[[ INPUT DATA open ]]
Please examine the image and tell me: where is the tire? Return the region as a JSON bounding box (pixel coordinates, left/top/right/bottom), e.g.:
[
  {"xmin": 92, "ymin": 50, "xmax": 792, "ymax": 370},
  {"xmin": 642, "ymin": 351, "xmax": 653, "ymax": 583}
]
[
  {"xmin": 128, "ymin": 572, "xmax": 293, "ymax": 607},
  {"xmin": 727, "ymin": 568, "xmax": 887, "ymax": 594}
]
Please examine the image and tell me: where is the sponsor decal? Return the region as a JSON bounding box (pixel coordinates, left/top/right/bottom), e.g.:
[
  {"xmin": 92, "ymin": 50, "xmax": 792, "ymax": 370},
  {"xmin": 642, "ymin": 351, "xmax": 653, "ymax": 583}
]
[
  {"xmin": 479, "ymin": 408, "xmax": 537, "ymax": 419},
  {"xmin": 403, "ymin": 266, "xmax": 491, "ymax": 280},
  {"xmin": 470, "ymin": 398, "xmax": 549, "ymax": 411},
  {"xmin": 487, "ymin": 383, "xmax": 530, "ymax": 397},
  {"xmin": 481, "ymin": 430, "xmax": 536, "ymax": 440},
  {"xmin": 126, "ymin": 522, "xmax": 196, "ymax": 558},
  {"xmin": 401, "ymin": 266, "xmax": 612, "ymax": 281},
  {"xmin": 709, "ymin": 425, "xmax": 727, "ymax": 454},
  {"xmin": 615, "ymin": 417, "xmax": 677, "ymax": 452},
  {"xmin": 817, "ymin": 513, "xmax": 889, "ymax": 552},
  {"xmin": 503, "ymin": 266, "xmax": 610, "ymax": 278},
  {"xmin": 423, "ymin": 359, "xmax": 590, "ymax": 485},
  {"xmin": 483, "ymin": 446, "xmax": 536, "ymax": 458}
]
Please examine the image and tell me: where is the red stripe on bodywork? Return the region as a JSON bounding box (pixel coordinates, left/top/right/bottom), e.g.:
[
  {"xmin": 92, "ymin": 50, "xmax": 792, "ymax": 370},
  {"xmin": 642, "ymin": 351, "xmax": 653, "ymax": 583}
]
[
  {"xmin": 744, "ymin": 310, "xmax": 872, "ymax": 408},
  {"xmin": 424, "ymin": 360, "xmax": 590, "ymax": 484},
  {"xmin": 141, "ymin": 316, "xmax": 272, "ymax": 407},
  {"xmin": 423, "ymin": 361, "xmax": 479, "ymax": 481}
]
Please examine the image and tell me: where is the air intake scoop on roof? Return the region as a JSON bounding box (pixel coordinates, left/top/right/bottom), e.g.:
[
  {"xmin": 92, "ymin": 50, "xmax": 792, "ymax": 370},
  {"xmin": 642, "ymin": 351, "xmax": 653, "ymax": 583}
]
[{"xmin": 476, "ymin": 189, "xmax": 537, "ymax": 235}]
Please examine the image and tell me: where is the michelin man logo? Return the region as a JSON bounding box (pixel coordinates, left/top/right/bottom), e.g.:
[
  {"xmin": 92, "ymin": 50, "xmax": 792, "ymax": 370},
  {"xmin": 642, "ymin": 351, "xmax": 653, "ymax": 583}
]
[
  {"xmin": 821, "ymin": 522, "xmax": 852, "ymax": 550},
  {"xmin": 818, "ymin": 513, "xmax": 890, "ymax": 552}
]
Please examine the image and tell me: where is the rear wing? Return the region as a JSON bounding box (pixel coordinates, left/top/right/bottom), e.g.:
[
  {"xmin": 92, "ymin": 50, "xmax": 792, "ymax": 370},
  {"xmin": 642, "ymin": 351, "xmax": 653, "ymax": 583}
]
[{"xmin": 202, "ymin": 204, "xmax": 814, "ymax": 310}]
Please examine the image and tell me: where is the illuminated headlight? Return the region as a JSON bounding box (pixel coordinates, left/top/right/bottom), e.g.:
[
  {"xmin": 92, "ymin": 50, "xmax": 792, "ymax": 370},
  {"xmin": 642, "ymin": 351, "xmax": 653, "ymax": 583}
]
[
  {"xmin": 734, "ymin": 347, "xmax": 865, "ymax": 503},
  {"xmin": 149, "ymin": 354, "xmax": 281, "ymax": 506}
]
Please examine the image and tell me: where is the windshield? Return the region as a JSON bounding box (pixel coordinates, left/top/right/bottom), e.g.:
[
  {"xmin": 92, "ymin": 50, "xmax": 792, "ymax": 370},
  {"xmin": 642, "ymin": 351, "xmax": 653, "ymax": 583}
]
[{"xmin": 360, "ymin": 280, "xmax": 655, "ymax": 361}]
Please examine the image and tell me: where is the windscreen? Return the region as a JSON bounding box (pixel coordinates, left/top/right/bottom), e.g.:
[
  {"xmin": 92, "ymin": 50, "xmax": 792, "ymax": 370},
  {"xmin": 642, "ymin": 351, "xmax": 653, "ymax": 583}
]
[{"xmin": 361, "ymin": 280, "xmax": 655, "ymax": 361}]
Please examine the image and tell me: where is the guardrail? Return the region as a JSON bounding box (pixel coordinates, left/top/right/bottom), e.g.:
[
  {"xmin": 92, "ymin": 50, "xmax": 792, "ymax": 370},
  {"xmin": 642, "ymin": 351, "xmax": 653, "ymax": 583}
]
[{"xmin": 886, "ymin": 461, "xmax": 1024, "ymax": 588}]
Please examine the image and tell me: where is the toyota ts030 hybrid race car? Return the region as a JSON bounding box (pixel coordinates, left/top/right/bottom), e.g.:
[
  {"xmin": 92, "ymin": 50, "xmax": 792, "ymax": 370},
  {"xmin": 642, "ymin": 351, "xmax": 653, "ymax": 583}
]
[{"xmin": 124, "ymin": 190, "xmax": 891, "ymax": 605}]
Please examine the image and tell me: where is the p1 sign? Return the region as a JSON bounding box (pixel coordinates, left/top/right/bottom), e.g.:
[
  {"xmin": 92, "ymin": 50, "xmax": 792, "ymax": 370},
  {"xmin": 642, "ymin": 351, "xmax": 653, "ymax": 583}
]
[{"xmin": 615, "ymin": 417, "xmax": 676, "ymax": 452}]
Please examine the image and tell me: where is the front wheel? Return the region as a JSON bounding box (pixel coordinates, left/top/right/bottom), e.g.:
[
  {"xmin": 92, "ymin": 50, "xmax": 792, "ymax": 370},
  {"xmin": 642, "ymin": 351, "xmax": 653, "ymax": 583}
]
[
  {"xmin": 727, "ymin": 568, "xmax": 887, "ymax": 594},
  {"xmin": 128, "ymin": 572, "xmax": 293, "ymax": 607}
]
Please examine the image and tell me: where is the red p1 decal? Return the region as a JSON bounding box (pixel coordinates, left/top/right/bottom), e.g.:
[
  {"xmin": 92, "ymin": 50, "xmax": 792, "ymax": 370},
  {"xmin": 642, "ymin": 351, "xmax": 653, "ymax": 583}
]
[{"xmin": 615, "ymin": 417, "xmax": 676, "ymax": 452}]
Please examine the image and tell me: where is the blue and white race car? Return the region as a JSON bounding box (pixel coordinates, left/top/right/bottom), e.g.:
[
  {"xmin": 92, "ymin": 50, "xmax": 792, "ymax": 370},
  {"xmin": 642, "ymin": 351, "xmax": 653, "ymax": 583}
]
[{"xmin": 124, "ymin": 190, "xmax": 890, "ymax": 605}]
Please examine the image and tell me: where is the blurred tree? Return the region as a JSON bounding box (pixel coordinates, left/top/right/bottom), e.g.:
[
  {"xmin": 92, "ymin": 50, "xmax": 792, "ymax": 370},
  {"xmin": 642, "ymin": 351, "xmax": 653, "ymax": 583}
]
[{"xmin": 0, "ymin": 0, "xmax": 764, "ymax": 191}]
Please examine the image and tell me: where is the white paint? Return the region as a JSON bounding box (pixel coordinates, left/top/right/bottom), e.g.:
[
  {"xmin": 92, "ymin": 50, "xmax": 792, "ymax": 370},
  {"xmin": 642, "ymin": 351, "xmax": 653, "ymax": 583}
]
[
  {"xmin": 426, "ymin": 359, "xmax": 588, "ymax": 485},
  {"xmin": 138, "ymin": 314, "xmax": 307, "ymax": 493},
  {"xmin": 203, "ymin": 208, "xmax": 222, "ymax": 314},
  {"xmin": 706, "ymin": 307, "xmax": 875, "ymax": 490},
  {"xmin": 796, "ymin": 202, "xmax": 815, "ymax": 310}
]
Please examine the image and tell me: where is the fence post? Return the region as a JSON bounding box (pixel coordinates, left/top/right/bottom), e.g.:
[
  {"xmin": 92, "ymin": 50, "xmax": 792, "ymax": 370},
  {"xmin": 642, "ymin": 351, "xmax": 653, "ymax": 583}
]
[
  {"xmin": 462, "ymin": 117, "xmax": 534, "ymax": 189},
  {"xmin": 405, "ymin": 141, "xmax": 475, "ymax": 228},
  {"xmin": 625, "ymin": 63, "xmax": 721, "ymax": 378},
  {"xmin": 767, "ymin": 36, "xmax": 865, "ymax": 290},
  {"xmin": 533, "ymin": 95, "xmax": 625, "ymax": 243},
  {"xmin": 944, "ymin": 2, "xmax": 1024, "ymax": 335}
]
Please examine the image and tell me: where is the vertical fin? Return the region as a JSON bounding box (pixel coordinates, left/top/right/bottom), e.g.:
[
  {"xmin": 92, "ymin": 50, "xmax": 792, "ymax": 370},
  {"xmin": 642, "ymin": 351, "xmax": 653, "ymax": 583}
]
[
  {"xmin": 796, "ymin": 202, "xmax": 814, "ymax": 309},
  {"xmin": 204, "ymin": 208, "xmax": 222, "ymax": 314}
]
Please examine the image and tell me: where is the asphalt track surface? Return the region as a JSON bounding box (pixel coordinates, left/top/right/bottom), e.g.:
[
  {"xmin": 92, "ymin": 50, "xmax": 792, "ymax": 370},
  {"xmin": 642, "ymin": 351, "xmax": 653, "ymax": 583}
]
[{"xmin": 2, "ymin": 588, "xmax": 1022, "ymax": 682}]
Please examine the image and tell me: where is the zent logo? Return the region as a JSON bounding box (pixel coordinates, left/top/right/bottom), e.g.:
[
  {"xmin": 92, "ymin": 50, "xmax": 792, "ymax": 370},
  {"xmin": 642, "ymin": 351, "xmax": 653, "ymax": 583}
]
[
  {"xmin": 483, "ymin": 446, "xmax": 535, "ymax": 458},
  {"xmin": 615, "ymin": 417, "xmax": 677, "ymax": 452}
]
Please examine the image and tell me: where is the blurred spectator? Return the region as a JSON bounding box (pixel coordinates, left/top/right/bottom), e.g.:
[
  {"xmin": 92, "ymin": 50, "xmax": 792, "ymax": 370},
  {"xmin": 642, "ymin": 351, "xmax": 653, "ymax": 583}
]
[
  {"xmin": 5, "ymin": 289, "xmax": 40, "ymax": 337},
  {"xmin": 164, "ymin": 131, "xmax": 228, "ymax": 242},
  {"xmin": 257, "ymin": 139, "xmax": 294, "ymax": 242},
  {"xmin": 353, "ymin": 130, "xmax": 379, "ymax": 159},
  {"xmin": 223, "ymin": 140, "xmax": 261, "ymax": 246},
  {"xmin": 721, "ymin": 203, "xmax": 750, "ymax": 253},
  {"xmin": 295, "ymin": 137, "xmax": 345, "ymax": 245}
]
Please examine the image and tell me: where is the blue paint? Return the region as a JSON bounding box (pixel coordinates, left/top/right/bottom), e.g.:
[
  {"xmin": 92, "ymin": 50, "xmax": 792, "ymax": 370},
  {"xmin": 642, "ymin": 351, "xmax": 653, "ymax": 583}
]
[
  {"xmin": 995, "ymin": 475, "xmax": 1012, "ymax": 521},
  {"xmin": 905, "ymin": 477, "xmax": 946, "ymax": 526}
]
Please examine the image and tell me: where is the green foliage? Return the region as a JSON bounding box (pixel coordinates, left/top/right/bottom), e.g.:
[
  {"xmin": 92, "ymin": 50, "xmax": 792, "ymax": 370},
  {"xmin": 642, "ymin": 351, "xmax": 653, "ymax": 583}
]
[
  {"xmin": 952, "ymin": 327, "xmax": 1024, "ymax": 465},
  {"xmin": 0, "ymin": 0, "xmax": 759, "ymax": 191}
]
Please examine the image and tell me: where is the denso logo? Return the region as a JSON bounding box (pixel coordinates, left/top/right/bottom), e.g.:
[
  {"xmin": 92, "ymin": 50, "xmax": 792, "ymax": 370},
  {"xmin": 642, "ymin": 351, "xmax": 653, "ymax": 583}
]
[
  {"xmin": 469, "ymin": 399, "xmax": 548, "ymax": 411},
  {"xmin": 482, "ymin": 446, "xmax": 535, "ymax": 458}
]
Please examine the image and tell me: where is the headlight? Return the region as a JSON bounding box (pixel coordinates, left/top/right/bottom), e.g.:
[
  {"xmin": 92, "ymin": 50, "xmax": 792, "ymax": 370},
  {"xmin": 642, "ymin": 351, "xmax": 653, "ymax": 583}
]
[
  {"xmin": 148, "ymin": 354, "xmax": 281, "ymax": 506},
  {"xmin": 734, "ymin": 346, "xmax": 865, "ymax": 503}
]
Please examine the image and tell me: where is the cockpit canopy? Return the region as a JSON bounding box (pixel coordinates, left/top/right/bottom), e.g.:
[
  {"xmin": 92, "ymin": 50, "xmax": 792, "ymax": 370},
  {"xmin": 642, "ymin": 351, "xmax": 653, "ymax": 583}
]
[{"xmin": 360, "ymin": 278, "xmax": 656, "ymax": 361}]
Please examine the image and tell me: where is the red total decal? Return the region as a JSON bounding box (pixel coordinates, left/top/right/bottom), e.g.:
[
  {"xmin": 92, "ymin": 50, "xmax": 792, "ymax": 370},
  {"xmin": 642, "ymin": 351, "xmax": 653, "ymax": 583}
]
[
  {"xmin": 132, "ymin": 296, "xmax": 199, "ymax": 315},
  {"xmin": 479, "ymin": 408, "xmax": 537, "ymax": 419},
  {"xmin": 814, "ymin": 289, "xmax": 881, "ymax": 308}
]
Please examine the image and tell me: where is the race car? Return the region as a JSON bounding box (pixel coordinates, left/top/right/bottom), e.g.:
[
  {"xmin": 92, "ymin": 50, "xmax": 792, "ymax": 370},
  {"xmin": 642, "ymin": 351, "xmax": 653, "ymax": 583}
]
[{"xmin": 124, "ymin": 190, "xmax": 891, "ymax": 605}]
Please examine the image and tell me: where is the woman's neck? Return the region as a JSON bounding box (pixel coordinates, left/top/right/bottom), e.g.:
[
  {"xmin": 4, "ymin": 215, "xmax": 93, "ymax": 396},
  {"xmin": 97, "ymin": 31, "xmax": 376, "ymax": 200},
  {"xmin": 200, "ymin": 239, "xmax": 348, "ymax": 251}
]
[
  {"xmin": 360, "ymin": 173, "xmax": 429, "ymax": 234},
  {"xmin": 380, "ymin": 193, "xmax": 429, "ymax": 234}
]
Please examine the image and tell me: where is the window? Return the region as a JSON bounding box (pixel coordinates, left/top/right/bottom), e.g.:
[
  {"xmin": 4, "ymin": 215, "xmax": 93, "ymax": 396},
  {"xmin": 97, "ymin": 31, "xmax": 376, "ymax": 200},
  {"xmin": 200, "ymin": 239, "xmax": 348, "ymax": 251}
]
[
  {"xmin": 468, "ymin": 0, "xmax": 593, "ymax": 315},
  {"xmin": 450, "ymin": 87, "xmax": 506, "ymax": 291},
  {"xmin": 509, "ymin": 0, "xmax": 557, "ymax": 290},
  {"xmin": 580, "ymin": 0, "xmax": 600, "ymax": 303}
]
[[ INPUT DATA closed ]]
PROBLEM TO SOLVE – When a line in the data holds the word "headlight", show that line.

OUTPUT OF THE TASK –
Please examine the image and tell me: where is the illuminated headlight? Return the region as a JSON bounding box (pixel coordinates, left/top/right/bottom), e.g.:
Please examine the image and tell me: where is the headlight? Return the region as a JSON bounding box (pixel coordinates, left/top/right/bottom), e.g.:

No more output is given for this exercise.